▸ **What you need to do**
Each line below from the one containing "The service MUST place one dot on the bird's feet, one" through the one containing "The service MUST place one dot on the blurred" should be output exactly as it stands, and no other line should appear.

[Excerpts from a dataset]
-- Opening Marker --
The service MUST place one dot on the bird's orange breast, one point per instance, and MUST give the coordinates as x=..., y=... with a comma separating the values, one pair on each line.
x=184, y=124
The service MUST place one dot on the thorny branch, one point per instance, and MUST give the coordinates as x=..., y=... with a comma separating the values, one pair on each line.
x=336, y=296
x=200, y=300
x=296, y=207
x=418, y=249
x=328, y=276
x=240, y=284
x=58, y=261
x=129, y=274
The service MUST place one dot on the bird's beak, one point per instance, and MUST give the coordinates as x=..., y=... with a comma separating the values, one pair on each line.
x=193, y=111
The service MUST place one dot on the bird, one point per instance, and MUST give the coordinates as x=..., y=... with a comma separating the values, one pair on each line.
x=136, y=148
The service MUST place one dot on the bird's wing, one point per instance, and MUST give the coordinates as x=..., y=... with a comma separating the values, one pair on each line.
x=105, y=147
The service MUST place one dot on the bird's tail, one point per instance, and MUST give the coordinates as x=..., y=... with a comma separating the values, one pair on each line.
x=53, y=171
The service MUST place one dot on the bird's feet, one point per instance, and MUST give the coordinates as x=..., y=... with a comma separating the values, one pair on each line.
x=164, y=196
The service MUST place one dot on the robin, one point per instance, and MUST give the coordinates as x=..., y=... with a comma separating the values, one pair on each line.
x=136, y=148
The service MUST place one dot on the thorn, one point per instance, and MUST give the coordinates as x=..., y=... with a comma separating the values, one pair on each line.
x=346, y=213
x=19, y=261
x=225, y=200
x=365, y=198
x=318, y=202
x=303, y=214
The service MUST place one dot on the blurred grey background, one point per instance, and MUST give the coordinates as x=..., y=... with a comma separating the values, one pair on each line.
-- Closing Marker --
-- Opening Marker --
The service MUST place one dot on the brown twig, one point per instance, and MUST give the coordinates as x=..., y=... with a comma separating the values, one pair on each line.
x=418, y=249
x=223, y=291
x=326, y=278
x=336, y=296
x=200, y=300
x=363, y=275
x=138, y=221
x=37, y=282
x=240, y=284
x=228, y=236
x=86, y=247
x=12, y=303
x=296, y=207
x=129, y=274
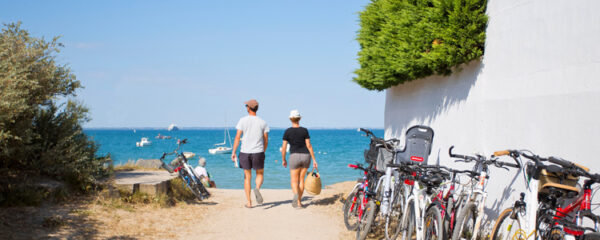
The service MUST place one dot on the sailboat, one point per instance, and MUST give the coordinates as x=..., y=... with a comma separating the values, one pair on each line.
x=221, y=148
-- Closing Marker --
▸ **Solution below**
The service MUST place one dot on the bird's feet, one point per instance, and MUST give the coordinates as x=..., y=... with a comma separating the values, one pair on each line.
x=164, y=196
The service MUST place one dot on the robin, one point per instance, and MUST give the coordinates as x=..., y=... with a comma separating the values, one pair on each line.
x=136, y=148
The service MUST place one dot on the thorn, one point per instance, and MUST give the coordinates as x=..., y=... with a comma separating the values, one pair on each line.
x=346, y=213
x=19, y=261
x=225, y=200
x=365, y=198
x=318, y=202
x=303, y=214
The service MUST place one dot on the blurred grey background, one point per instance, and MUST give the coordinates as x=..., y=... with a comma separating the values, one pair on each line.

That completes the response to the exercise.